__掲載ページ__
»»
あなたはRPAという言葉をご存知でしょうか?
と、あまり認知度は高くありません。
しかし、ソフトバンクの孫社長が「日本復活のシナリオは、RPAとAIだ」と言っているほどRPA(業務自動化の注目度は高いです。
RPAを学ぶための書籍やセミナー、資格なども人気があり、注目をする企業も増えてきました。
実際にRPAと関わりのある仕事はそう多くないため、知らなくても困ることはありません。
ただ、事務作業や単調な仕事がメインになっている人や、事務職をしたいと考えている人は、RPAについて知っておくべきです。
なぜならここ数年、RPAの普及によって事務作業はどんどん自動化(機械化)しているからです。
この自動化の波は大きく、これまでに類を見ないレベルで進化を遂げています。
なぜそれほどまでにRPAの普及が進んでいるのか?
今日本は、少子高齢化が深刻な問題となっています。
2017年時点で人口に対して65歳以上の割合は27.7%(約3,500万人)。
高齢化率は年々上がり続け、平成48(2036)年に33.3%で3人に1人が65歳以上、平成77(2065)年には38.4%に達して、国民の約2.6人に1人が65歳以上の時代になっていくと予測されています。
ちなみに1994年の高齢化率は14%なので、ここ25年で2倍に増加している計算です。
高齢者の割合がどんどん増える=働く人が減って、生産性が下がる。という事態に発展する可能性があります。
さらに働き方改革による、残業規制や有給取得の義務化で、1人当たりの労働時間も減っています。
この流れが進んでいくと
- 定年退職者が増える
- 採用をしても人が集まらない
- 残業ができないのに業務は溜まっていく
- 人手不足による倒産
今までと同じように経営を続けてたら会社がもちません。
こういった状況を打開するするために、【RPA】を導入する企業が増えてきました。
この記事ではRPAの基本的な知識から、RPAの勉強をして、本業の合間にRPAの仕事もこなす、ナオさんにインタビューした内容も併せて紹介します。
目次
RPAとは?
RPA=ロボティック・プロセス・オートメーションの略です。
簡単に言うと、「パソコン上で行う単純作業を、ロボットが人に代わってやってくれる」というもの。
ロボットといってもソフトウェアなので、ソフトバンクのペッパーのように姿形が存在するわけではなく、パソコンにインストールして使う、アプリケーションのようなものです。
日本国内では2016年から導入が始まり、2017年以降に導入をする企業が飛躍的に増加しました。
今後もしばらくは導入する企業が増加すると予測され、今まさにITトレンドのひとつとなっています。
なぜRPAは注目を浴びているのか?
RPAが注目を浴びている理由は以下の通りです。
- 導入ハードルが低い
- 作業時間、コストの削減ができる
- 人材不足を解消できる
- 生産性が上がる
生産工場をイメージすると、RPAがもう少し分かりやすくなるかもしれません。
例えば、ポテトチップスの工場だったら、人はジャガイモを工場まで運ぶだけ。生産ラインにセットすれば、ジャガイモを洗って、カットして、揚げて、袋詰めするまで、すべて機械がやってくれます。
今まで人がしていた作業を機械に任せられるようになりました。
««
__データ抜粋__
»»
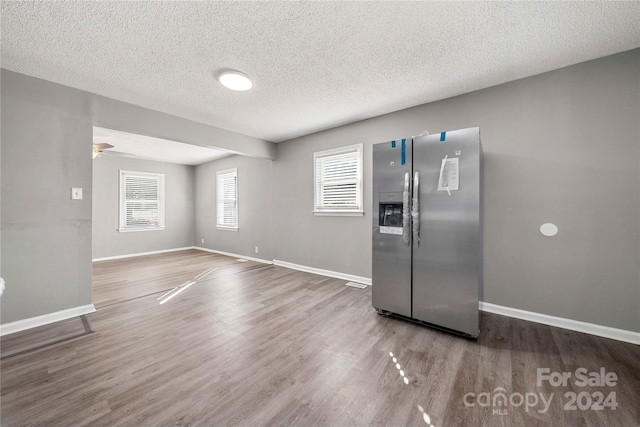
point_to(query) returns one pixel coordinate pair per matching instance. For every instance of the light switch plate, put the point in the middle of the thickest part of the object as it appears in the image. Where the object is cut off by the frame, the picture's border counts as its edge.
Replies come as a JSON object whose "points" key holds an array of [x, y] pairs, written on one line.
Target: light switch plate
{"points": [[76, 193]]}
««
__課題__
ページの「RPA=ロボティック・プロセス・オートメーションの略です。」で始まる段落を、主な事実を保ったまま箇条書きに整理してください。 上記の各行は、ページとは別個の資料です。

__演習結果__
- RPAはロボティック・プロセス・オートメーションの略である
- パソコン上で行う単純作業を、ロボットが人に代わって行う
- ロボットといっても姿形はなく、パソコンにインストールして使うアプリケーションのようなソフトウェアである
- 日本国内では2016年に導入が始まり、2017年以降に導入企業が飛躍的に増加した
- 今後もしばらくは導入企業の増加が予測され、ITトレンドのひとつとなっている